> **EXCERPT TO READ**:
----

BY DARRYL HOLLIDAY and HARRY BACKLUND

Edward “Buzz” Palmer has been at this moment before. When he first saw the July 28, 1967 cover of Life magazine—a black boy lying dead in the street, shot by police—Palmer was a young black police officer in a racially divided city, working in a department that still segregated its squad cars.

“It was the times,” Palmer explains. “The times create the conditions. King had been assassinated, Malcolm X had been assassinated. What it pointed out was the need for the black community to be protected. We saw all this killing going on.”

The July 28, 1967 cover of Life magazine featured a photo of 12-year-old Joe Bass Jr., dead on a Newark street after a shoot-out between civilians and police. (Source: Creative Commons/Life Magazine)

The July 28, 1967 cover of Life magazine featured a photo of 12-year-old Joe Bass Jr., dead on a Newark street after a shoot-out between civilians and police. (Source: Creative Commons/Life Magazine)

Palmer was moved by the image to form the Afro-American Patrolmen’s League, the first African-American police organization of its kind. He spent two years in the department before handing the role over to Pat Hill, who quickly had her own challenges to face.

“I knew the culture of the police department when I went in,” Hill said. “I knew the disparity in treatment of black officers, and I spent a lot of my time fighting against policies in the department.”

A call for more black police officers

Last Wednesday morning, Hill stood with other retired black police officers at a news conference to call for the hiring of more black officers and a federal investigation into the Chicago Police Department and the Independent Police Review Authority, the civilian body tasked with investigating complaints of police misconduct. Since then, Mayor Rahm Emanuel has replaced the head of IPRA, and U.S. Attorney General Loretta Lynch has announced a civil rights investigation of the police department.

At their news conference, the retired officers cited the persistent under-representation of African-Americans in CPD as a root cause of tensions between black neighborhoods and the police department. According to police records, the CPD is 23 percent black, compared with 33 percent of the total Chicago population.

The news conference came three days after the firing of former police Superintendent Garry McCarthy, and 10 days after the release of a dashcam video that shows 17-year-old Laquan McDonald being shot 16 times by CPD Officer Jason Van Dyke. The shooting, captured and repeated on an unending loop online and on TV, was yet another moment of historical reflection for Hill.

“For me this is about the third time. It’s the third go-around. Certain concessions are always made and everything goes back to being business as usual: scandals, police brutality [and] discrimination in the department,” she said. “ I can’t be as optimistic as a person who’s going through it for the first time.”

----

> **EXCERPTED DATA**:
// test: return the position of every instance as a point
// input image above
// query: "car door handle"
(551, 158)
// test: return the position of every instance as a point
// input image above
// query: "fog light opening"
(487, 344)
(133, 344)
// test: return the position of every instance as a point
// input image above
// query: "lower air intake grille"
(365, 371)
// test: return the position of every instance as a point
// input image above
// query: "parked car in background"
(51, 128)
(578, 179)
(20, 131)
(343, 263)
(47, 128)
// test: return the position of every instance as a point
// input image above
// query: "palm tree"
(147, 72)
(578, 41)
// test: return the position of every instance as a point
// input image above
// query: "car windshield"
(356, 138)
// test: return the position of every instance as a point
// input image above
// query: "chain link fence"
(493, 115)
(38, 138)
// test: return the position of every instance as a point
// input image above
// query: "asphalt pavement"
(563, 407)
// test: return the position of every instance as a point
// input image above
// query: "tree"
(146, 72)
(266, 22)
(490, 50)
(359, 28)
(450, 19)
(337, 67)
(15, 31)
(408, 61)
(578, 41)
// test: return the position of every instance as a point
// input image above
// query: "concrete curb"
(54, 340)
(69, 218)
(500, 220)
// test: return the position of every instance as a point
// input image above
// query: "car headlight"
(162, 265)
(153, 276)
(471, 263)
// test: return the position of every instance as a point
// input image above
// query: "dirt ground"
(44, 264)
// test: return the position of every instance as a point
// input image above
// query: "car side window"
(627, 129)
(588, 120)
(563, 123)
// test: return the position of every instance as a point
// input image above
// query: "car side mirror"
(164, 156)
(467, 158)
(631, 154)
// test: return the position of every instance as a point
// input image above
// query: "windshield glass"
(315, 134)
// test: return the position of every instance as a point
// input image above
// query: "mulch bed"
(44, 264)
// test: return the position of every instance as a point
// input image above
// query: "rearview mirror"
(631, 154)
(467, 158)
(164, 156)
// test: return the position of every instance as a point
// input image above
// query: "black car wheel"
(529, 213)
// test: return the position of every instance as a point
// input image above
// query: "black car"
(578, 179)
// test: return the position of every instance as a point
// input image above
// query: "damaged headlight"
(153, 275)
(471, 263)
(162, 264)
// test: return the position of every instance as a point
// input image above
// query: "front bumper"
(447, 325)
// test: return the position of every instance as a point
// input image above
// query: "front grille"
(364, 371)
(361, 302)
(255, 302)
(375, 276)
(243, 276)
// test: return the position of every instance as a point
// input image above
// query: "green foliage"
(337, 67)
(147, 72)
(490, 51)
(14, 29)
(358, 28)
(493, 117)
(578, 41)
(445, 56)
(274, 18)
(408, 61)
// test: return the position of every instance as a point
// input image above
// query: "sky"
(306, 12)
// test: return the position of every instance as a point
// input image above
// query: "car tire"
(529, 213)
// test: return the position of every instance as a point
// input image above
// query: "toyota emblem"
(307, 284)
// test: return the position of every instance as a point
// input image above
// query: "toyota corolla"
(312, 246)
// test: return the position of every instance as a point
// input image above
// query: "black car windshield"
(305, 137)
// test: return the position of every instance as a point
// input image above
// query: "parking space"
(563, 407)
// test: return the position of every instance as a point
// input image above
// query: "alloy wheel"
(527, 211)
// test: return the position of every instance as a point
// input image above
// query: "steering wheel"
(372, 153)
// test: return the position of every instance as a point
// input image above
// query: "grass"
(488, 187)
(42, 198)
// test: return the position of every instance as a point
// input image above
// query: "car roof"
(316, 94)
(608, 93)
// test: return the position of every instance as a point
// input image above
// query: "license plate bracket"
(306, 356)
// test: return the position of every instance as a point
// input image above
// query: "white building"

----

Answer these questions about the article on Chicago's black police officers:
1. How old was Joe Bass Jr. in the photo on the July 28, 1967 cover of Life magazine?
2. According to police records, what percentage of the CPD is black?
3. How many times was Laquan McDonald shot in the dashcam video?
The listing is separate material from the text.

1. He was 12 years old.
2. 23 percent.
3. 16 times.